:: SUPPLIED PASSAGE ::
4 k-Means Clustering

Unlike the Logit and Probit modelling, the Cluster analysis belongs to the class of the unsupervised learning techniques, which enables to find natural groupings and patterns in data, without need of the labelled data set for model training.

K-means clustering is a data partitioning method for assigning records (or objects) to the predefined number of clusters. K-Means treats each observation as an object that has its location in a multidimensional space. The algorithm of k-Means finds a partition in which objects within each cluster are as close to each other as possible, and, at the same time, as far as possible from the objects of the other clusters. Based on the attributes of our data, we can select one of the generally applied distance metric to be used by the k-Means model for calculating distances among the clusters and distances between the instances within cluster.

As k-Means clustering creates a single level of clusters it is suitable for both large amounts of data objects and numerous attributes. Each cluster in a k-Means partition consists of its member objects and has a predefined centre or centroid. K-Means method tries to minimize the sum of the distances between the centroid and each member object of the cluster. The computation procedure depends on the applied distance metrics. By default, k-Means uses the squared Euclidean distance metrics to determine distances. The visualisation of the output of the method plots the clusters on the two-dimensional space for simplification of the analysis, however the underlying computations deal with the multidimensional settings.

The following steps are performed for k-Means clustering (k-Means Clustering): [14]:

  1. 1.

    Examine k-Means clustering solutions for different selected number of clusters k to determine optimal number of clusters for the data set. Some tools (such as Statistica or Viscovery SOmine) offer estimation of optimal number of clusters;

  2. 2.

    Evaluate clustering solutions by analysing silhouette plots and silhouette values, or based on criteria, such as Davies–Bouldin index values, and Calinski–Harabasz index values;

  3. 3.

    Replicate clustering from different randomly selected centroids and return the final solution with the lowest total sum of distances among all the replicates.
:::
:: RECORDS ::
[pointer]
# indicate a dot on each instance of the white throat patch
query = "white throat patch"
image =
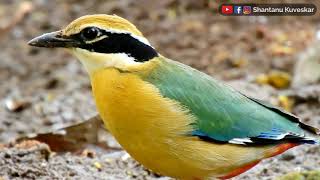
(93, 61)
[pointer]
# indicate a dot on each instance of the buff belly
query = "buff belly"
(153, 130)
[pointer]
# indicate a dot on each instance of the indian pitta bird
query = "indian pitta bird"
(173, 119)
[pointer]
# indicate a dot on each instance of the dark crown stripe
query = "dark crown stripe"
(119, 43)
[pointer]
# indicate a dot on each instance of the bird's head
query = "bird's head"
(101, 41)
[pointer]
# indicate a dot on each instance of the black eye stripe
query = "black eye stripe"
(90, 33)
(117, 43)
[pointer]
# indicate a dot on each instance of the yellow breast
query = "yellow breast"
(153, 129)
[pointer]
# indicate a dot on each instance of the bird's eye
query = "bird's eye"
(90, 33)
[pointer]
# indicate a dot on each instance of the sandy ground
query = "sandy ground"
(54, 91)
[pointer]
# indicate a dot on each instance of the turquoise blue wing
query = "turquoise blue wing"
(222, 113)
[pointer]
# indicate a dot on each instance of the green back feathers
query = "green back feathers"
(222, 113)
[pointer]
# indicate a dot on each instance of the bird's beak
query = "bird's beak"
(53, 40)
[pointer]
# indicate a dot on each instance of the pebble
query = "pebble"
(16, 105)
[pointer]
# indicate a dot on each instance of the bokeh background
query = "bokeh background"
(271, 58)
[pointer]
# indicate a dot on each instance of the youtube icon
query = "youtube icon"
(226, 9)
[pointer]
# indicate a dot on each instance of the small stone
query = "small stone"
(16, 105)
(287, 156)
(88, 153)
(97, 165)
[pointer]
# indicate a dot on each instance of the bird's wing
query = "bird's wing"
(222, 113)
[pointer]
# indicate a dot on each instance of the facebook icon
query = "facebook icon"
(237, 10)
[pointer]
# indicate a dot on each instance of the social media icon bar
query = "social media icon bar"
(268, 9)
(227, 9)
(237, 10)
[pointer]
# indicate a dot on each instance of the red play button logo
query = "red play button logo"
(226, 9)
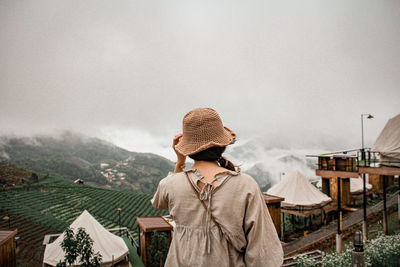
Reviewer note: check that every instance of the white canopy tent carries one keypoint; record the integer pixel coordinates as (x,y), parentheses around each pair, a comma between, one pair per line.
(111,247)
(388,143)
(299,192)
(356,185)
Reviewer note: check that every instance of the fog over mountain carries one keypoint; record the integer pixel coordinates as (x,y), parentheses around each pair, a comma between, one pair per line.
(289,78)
:::
:: RECORDS ::
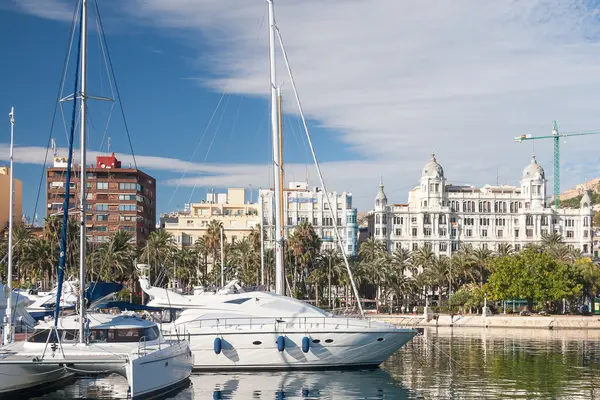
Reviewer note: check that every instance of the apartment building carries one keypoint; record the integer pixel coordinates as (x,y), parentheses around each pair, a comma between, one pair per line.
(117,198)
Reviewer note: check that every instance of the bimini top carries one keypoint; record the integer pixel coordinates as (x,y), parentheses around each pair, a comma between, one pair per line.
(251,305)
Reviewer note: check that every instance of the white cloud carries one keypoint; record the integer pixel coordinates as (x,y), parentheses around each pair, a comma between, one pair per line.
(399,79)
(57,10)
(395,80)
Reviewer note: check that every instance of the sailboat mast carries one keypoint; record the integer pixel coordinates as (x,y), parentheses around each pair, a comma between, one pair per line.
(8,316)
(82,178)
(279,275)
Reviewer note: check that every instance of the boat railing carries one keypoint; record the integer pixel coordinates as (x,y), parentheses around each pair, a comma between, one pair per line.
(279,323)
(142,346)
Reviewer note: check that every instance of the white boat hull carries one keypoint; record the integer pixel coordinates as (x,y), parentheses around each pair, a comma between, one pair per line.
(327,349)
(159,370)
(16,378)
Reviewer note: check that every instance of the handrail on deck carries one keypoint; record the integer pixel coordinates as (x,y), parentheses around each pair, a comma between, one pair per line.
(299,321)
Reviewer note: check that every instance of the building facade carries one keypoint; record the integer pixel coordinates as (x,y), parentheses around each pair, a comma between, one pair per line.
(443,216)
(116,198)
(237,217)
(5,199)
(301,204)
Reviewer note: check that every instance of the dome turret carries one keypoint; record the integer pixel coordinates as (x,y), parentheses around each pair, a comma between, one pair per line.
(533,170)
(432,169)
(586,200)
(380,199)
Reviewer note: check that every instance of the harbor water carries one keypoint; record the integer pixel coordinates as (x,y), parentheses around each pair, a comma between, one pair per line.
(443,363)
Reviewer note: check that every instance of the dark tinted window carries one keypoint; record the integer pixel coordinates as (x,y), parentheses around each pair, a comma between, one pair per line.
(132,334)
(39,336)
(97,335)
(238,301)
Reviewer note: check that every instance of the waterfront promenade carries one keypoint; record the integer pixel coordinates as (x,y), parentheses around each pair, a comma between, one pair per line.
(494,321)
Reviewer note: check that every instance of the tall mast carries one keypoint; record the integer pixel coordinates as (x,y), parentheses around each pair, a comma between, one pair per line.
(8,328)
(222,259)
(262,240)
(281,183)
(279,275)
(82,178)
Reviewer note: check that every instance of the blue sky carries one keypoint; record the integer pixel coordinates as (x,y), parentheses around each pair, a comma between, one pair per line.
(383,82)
:::
:: RECORDS ::
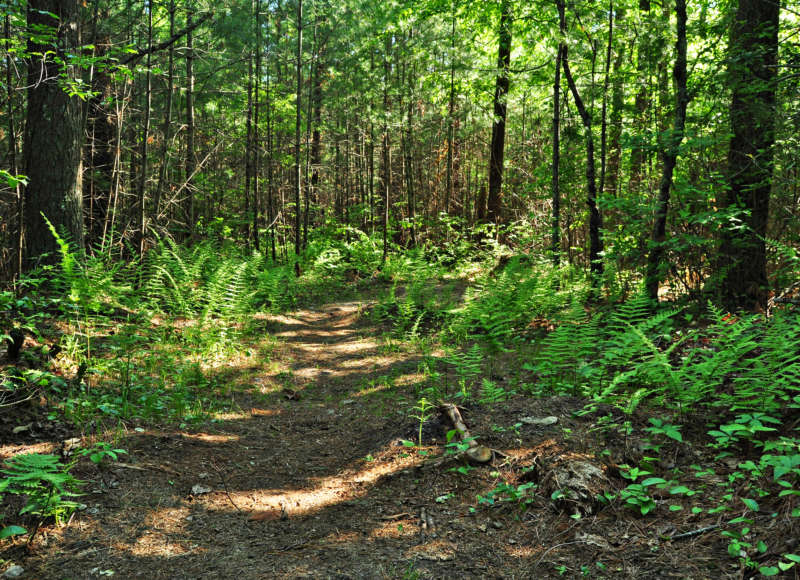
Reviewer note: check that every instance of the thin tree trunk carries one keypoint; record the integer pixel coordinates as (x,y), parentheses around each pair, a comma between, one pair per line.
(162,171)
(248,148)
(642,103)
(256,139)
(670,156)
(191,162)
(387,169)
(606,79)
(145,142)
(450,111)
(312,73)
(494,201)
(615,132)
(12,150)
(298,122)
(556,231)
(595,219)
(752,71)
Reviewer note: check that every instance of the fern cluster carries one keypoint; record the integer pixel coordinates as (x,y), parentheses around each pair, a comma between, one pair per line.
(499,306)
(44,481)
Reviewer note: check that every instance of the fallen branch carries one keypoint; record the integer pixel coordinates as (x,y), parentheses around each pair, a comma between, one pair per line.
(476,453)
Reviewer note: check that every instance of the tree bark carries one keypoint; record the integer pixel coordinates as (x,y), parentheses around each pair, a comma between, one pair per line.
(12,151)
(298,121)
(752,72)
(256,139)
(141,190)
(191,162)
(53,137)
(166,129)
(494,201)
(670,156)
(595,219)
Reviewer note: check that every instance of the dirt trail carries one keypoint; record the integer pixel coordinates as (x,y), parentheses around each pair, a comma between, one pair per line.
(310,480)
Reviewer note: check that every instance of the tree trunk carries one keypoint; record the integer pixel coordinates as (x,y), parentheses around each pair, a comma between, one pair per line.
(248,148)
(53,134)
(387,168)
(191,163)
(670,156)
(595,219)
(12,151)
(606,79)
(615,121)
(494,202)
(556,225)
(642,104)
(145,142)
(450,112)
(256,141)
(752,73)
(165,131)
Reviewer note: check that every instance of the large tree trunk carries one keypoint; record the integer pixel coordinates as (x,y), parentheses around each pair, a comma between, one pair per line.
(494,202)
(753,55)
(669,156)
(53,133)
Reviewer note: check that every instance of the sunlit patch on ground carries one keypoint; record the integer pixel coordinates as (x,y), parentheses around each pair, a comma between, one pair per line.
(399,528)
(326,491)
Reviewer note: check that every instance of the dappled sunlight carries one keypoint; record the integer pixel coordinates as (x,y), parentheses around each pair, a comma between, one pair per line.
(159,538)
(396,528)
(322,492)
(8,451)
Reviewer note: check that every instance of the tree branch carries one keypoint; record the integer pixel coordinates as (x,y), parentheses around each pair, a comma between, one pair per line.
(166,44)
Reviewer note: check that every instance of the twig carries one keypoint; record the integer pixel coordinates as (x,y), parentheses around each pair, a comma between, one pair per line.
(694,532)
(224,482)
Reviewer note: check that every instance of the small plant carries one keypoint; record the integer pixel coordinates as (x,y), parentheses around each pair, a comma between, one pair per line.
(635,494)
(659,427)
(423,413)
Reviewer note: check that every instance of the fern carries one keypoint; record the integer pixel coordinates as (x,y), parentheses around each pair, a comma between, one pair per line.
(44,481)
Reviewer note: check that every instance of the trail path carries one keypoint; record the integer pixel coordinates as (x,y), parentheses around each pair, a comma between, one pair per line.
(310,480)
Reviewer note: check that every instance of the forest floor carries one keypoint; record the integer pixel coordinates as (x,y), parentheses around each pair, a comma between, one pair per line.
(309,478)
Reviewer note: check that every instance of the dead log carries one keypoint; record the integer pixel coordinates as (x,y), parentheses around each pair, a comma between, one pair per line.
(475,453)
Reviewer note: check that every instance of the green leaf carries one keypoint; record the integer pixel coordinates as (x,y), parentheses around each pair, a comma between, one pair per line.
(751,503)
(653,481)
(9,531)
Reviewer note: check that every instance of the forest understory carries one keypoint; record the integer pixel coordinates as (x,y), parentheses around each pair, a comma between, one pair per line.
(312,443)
:::
**REQUIRED WORK:**
1. List every measure or criterion that the k-means clustering passage names for evaluating clustering solutions.
2. Continue the passage on k-means clustering from the point where it ends.

**ANSWERS FOR EACH ITEM:**
1.
Silhouette plots
Silhouette values
Davies–Bouldin index values
Calinski–Harabasz index values

2.
A silhouette value is a standard measure of how close the points of one cluster are to the points of the adjacent clusters. This measure takes values from interval [−1,1]. The value “−1” denotes the points that are probably assigned to the wrong cluster, and silhouette value equal to 1 indicates points that are very distant from the neighbouring clusters. Usually silhouette values are presented graphically by the silhouette plot, which enables to choose the right number of clusters.

The criteria-based method for finding the optimal number of clusters include calculation of Davies–Bouldin (Davies–Bouldin index) or Calinski–Harabasz (Indice de Calinski–Harabasz) index values. Without going into the technical details of calculating these indicators, we will summarize that the optimal number of clusters is indicated by the lowest indicators values.

To illustrate the application of the k-Mean clustering method, we used the extended version of the previously described data file containing various health and personal characteristics of patients diagnosed with stroke. Part of the attributes of this file were explained in Table 10.1, such as the variables of Vital_Status, Type of stroke, Treatment methods, Health modified ranking score before stroke, Age at stroke, Gender, and Days spent in hospital.

For the further study the dataset was expanded by variables expressing other characteristics of the patient history with the assumption that additional knowledge about the patient may increase prediction power of the mode. The information whether there was a stroke before, specific Stroke symptoms, and indication of Health complications may enable us to better distribute the patients into meaningful groups and recognise the useful patterns of data. The example of data file records used for k-Means clustering is presented in Table 10.5. According to the concept of multidimensional space associated with clustering computational models we can imagine the file records as points in 9-dimensional space. Contrarily to the supervised methods, all variables serve as inputs.

Table 10.5 Example data file records for clustering

For this example, we filtered only the record of patients with the Vital_status = 1 (Alive), therefore 642 records we used for research of K-Means clustering. The clustering of patients into predefined number of clusters can be useful in case of meaningful categories (cluster) applied in medical practice, such as separating patients for Rehabilitation, Medication prescription or for appointment of specific health strengthening procedure.

In Table 10.5, Past_Stroke value equal to 1 means the repeated stroke case, Stroke_Symptoms can take values of: 0-No symptoms, 1-Impaired consciousness, 2-Weakness/paresis, 3-Speech disorder (aphasia) or joint occurrence of several symptoms, e.g. 13 indicates Impaired consciousness and Speech disorder (aphasia). Health_complications are divided into four different groups: 1-deep vein thrombosis, 2-other CV complications, 3-pneumonia, 4-other complications. 0 value stands for unspecified complications, and, similarly, the code 13 expresses the double complications of deep vein thrombosis and pneumonia.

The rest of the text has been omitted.